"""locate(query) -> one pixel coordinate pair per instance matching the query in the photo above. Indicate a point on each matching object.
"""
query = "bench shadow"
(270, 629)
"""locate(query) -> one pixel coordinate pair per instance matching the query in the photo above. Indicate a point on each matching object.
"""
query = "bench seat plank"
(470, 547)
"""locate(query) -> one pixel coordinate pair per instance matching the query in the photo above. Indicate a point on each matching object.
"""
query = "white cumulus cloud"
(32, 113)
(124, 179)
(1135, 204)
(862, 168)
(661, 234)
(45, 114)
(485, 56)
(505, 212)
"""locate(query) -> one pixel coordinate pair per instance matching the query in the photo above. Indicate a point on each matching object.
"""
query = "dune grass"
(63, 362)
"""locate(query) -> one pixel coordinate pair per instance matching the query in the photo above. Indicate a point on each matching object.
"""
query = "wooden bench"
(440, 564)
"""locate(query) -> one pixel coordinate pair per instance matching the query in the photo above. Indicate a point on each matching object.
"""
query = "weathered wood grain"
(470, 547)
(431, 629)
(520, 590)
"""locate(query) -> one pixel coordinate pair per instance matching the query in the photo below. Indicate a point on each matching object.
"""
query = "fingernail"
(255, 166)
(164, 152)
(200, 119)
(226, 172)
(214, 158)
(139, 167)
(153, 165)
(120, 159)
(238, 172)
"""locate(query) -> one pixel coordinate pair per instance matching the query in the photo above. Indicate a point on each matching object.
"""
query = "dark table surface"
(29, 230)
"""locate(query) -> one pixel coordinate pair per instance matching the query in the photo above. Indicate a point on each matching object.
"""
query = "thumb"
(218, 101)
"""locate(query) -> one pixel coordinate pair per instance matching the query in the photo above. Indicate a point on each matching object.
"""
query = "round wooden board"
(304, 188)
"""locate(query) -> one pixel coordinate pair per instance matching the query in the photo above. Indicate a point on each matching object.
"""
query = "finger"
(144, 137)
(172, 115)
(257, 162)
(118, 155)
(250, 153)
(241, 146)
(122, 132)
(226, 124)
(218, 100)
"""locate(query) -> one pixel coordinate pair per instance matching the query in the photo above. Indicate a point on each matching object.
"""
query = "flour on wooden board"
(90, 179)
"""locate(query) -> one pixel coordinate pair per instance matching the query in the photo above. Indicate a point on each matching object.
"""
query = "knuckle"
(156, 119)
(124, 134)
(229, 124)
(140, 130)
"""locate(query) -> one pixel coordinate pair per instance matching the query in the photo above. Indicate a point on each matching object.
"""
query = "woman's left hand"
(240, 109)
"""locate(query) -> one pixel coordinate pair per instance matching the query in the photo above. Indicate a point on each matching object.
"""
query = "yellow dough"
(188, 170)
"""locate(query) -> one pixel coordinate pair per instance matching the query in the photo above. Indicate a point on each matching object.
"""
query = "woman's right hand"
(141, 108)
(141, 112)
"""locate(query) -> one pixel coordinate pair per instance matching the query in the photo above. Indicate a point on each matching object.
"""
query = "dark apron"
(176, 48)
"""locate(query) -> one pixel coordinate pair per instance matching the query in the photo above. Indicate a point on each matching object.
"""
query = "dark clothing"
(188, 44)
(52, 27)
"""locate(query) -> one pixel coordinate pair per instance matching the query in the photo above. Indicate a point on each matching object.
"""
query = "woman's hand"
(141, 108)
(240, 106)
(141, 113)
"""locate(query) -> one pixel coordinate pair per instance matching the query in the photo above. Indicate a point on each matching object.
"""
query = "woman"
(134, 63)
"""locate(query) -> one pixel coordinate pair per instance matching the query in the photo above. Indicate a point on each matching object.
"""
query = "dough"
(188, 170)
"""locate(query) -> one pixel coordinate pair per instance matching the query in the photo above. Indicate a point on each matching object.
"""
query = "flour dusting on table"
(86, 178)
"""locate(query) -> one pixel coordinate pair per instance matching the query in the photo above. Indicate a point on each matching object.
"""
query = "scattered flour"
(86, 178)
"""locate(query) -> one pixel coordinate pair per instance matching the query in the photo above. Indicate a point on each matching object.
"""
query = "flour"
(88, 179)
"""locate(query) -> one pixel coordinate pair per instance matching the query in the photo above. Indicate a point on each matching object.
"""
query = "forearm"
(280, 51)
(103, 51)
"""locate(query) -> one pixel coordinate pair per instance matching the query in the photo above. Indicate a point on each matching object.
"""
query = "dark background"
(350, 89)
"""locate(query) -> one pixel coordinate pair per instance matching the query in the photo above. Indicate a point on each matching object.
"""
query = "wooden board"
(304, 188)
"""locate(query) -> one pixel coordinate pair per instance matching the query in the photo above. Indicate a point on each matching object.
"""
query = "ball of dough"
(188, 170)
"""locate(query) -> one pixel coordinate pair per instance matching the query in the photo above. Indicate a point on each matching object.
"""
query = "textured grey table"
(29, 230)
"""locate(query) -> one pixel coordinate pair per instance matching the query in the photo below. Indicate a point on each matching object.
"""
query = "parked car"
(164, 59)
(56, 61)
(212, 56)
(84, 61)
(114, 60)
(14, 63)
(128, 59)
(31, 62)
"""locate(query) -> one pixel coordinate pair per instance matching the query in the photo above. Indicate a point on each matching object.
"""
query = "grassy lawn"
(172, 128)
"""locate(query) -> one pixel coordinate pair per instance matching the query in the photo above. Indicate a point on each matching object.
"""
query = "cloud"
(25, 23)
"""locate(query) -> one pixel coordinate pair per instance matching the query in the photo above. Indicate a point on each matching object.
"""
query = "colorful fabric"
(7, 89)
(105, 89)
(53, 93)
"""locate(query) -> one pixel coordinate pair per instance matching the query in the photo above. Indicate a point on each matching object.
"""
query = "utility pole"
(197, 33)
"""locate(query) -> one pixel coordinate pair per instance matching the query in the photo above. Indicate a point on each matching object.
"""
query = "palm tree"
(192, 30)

--- --- ---

Activity.
Each line above needs to be written out again exactly.

Output below.
"""locate(query) -> one pixel coordinate pair per instance matching the query in the photo above. Indicate a point on each matching object.
"""
query = "bench shadow"
(270, 629)
"""locate(query) -> one pixel coordinate pair per instance matching the query in the photo above. Indicate a point on each matching object.
"""
query = "bench seat plank"
(470, 547)
"""locate(query) -> one pixel coordinate pair per instance matching the query in the photo above. Indicate a point on each matching object.
"""
query = "white cumulus cloud"
(32, 113)
(124, 179)
(1135, 204)
(862, 168)
(661, 234)
(45, 114)
(485, 56)
(505, 212)
"""locate(query) -> one pixel coordinate pair per instance matching the query in the photo above. Indicate a point on each matching object.
"""
query = "dune grass"
(63, 362)
"""locate(query) -> one pixel coordinate pair per instance matching the query in the photo above. Indicate a point on each matching object.
"""
query = "wooden bench"
(440, 564)
"""locate(query) -> one pixel coordinate pair per instance matching the query in the photo above. Indicate a point on each matching object.
"""
query = "weathered wood grain"
(470, 547)
(431, 629)
(520, 590)
"""locate(query) -> one pixel coordinate pair per instance matching the query in the photo below. Indicate a point on each matching object.
"""
query = "fingernail"
(255, 166)
(164, 152)
(200, 119)
(226, 172)
(214, 158)
(139, 167)
(153, 165)
(120, 159)
(238, 172)
"""locate(query) -> one pixel coordinate pair per instance matching the query in the photo above. Indicate a point on each matching object.
"""
query = "dark table surface"
(29, 230)
"""locate(query) -> one pixel coordinate pair per instance matching the query in the photo above. Indicate a point on each matching object.
"""
query = "thumb"
(218, 101)
"""locate(query) -> one pixel coordinate pair per instance matching the query in the photo above. Indicate a point on each matching object.
"""
query = "round wooden board"
(304, 188)
"""locate(query) -> one pixel coordinate pair per instance matching the query in the photo above. Indicate a point on each matching object.
"""
query = "finger"
(144, 137)
(172, 115)
(257, 162)
(118, 155)
(250, 153)
(241, 146)
(122, 132)
(226, 124)
(218, 100)
"""locate(query) -> one pixel coordinate pair per instance matching the query in the photo above. Indicate a point on each matching object.
"""
query = "flour on wooden board"
(90, 179)
"""locate(query) -> one pixel coordinate pair per instance matching the query in the photo above. Indicate a point on each matching object.
"""
query = "knuckle"
(156, 119)
(124, 134)
(229, 124)
(140, 130)
"""locate(query) -> one pixel coordinate pair per instance matching the query in the photo above. Indicate a point on each matching object.
"""
query = "woman's left hand"
(240, 109)
"""locate(query) -> one pixel coordinate pair per instance matching the query in the photo above. Indicate a point on each matching object.
"""
query = "yellow dough"
(188, 170)
"""locate(query) -> one pixel coordinate pair per instance matching the query in the photo above. Indicate a point on each matching object.
"""
query = "woman's right hand"
(141, 108)
(141, 112)
"""locate(query) -> one pixel coordinate pair per instance matching the query in the photo above. Indicate a point on each matching object.
"""
query = "dark apron"
(176, 48)
"""locate(query) -> one pixel coordinate pair per instance matching the query in the photo above. Indicate a point on each matching object.
"""
query = "dark clothing"
(188, 44)
(52, 27)
"""locate(query) -> one pixel coordinate pair per instance matching the query in the photo above. Indicate a point on each matching object.
"""
query = "woman's hand"
(141, 108)
(240, 106)
(141, 113)
"""locate(query) -> one pixel coordinate pair per instance matching the query in the photo above. Indicate a point on each matching object.
"""
query = "woman"
(134, 63)
"""locate(query) -> one pixel coordinate pair per instance matching the query in the photo above. Indicate a point on each matching object.
"""
query = "dough"
(188, 170)
"""locate(query) -> one pixel coordinate pair per instance matching the query in the photo above. Indicate a point on each matching object.
"""
query = "flour dusting on table"
(86, 178)
"""locate(query) -> one pixel coordinate pair per instance matching the query in the photo above. Indicate a point on each matching object.
"""
query = "scattered flour"
(86, 178)
"""locate(query) -> one pixel coordinate pair per instance matching the query in the photo above. Indicate a point on each matching object.
"""
query = "flour"
(88, 179)
"""locate(query) -> one pixel coordinate pair per instance matching the query in the photo above. Indicate a point on each matching object.
"""
query = "forearm"
(280, 51)
(103, 51)
"""locate(query) -> one pixel coordinate pair per instance matching the query in the photo above. Indicate a point on each matching object.
"""
query = "dark background"
(350, 89)
"""locate(query) -> one pixel coordinate pair per instance matching the query in the photo above. Indicate a point on each matching object.
"""
query = "wooden board"
(304, 188)
"""locate(query) -> one pixel coordinate pair per instance matching the query in the photo above. Indicate a point on each matching object.
"""
query = "ball of dough"
(188, 170)
"""locate(query) -> one pixel coordinate pair per instance matching the query in the photo above. Indicate a point on each matching object.
"""
query = "textured grey table"
(29, 230)
"""locate(query) -> one pixel coordinate pair per instance matching the query in the photo below. Indicate a point on each matching object.
"""
query = "parked car"
(164, 59)
(56, 61)
(212, 56)
(84, 61)
(114, 60)
(14, 63)
(128, 59)
(31, 62)
"""locate(query) -> one pixel coordinate pair per instance matching the query in the photo above. Indicate a point on each matching object.
"""
query = "grassy lawn"
(172, 128)
"""locate(query) -> one pixel coordinate pair per instance matching the query in the photo above. Indicate a point on each matching object.
"""
query = "cloud"
(25, 23)
"""locate(query) -> one pixel coordinate pair per instance matching the query in the photo above. Indicate a point on each matching object.
"""
query = "colorful fabric"
(7, 89)
(105, 89)
(53, 93)
"""locate(query) -> one pixel coordinate pair per instance matching the query in the photo above. Indicate a point on each matching object.
"""
query = "utility pole"
(197, 33)
"""locate(query) -> one pixel coordinate pair per instance matching the query in the photo above. Indicate a point on each matching object.
"""
query = "palm tree"
(192, 30)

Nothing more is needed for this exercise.